Da svolgere
1. Nel brano del Vangelo, chi manda per ultimo il padrone della vigna dai contadini?
2. Riassumi il brano del Vangelo in due frasi.
3. Continua il brano del Vangelo dopo la sua ultima frase.

Estratto della pagina
DOMENICA XXVII ANNO A
Dal Vangelo secondo Matteo 21,33-43.
In quel tempo, Gesù disse ai capi dei sacerdoti e agli anziani del popolo: «33Ascoltate un’altra parabola: c’era un uomo che possedeva un terreno e vi piantò una vigna. La circondò con una siepe, vi scavò una buca per il torchio e costruì una torre. La diede in affitto a dei contadini e se ne andò lontano. 34Quando arrivò il tempo di raccogliere i frutti, mandò i suoi servi dai contadini a ritirare il raccolto. 35Ma i contadini presero i servi e uno lo bastonarono, un altro lo uccisero, un altro lo lapidarono. 36Mandò di nuovo altri servi, più numerosi dei primi, ma li trattarono allo stesso modo. 37Da ultimo mandò loro il proprio figlio dicendo: “Avranno rispetto per mio figlio!”. 38Ma i contadini, visto il figlio, dissero tra loro: “Costui è l’erede. Su, uccidiamolo e avremo noi la sua eredità!”. 39Lo presero, lo cacciarono fuori dalla vigna e lo uccisero. 40Quando verrà dunque il padrone della vigna, che cosa farà a quei contadini?». 41Gli risposero: «Quei malvagi, li farà morire miseramente e darà in affitto la vigna ad altri contadini, che gli consegneranno i frutti a suo tempo».42E Gesù disse loro: «Non avete mai letto nelle Scritture:
La pietra che i costruttori hanno scartato è diventata la pietra d’angolo; questo è stato fatto dal Signore ed è una meraviglia ai nostri occhi?43Perciò io vi dico: a voi sarà tolto il regno di Dio e sarà dato a un popolo che ne produca i frutti».

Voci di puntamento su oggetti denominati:
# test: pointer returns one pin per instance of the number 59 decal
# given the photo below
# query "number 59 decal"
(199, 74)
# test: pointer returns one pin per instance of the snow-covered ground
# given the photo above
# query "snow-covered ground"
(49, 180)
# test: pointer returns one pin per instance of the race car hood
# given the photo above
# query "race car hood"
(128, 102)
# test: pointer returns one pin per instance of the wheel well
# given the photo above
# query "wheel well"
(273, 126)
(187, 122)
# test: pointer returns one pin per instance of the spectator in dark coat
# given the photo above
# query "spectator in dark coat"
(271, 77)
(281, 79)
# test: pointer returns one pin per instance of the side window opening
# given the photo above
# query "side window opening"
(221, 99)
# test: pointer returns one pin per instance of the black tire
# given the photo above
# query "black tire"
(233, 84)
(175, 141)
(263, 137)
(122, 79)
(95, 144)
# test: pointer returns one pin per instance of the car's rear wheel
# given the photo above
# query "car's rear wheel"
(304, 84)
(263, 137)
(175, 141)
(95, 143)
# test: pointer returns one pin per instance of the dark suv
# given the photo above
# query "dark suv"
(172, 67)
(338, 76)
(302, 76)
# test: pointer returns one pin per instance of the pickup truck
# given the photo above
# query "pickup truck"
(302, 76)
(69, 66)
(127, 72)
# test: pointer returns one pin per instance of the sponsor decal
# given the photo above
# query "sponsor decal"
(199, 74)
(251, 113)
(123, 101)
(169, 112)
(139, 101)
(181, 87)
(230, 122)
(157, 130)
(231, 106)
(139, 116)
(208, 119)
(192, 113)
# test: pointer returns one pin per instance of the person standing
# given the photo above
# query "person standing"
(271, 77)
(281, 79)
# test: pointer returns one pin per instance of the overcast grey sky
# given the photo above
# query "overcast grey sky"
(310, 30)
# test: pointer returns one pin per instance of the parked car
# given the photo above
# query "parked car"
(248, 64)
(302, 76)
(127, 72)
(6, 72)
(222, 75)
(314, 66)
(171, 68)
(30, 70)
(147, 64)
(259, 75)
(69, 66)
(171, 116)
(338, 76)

Le risposte
1. Il proprio figlio.

2. Gesù racconta ai capi dei sacerdoti e agli anziani del popolo la parabola di un uomo che affitta la sua vigna a dei contadini, i quali maltrattano e uccidono i servi mandati a ritirare il raccolto e infine uccidono anche il figlio del padrone. Alla domanda su che cosa farà il padrone, gli ascoltatori rispondono che farà morire quei malvagi e darà la vigna ad altri contadini, e Gesù conclude che a loro sarà tolto il regno di Dio e sarà dato a un popolo che ne produca i frutti.

3.
Commento
Non è casuale che le parabole scelte come letture di queste domeniche, quelle passate di settembre, e queste di ottobre, presentino un elemento in comune, rappresentato dal fatto che c’è una iniziativa, un’azione precedente alla quale occorre dare una risposta. Questa iniziativa sta ad indicare l’azione di Dio, che agisce sempre per primo; la risposta indica lo spazio proprio di noi uomini che nella risposta decidiamo del nostro destino e della nostra sorte.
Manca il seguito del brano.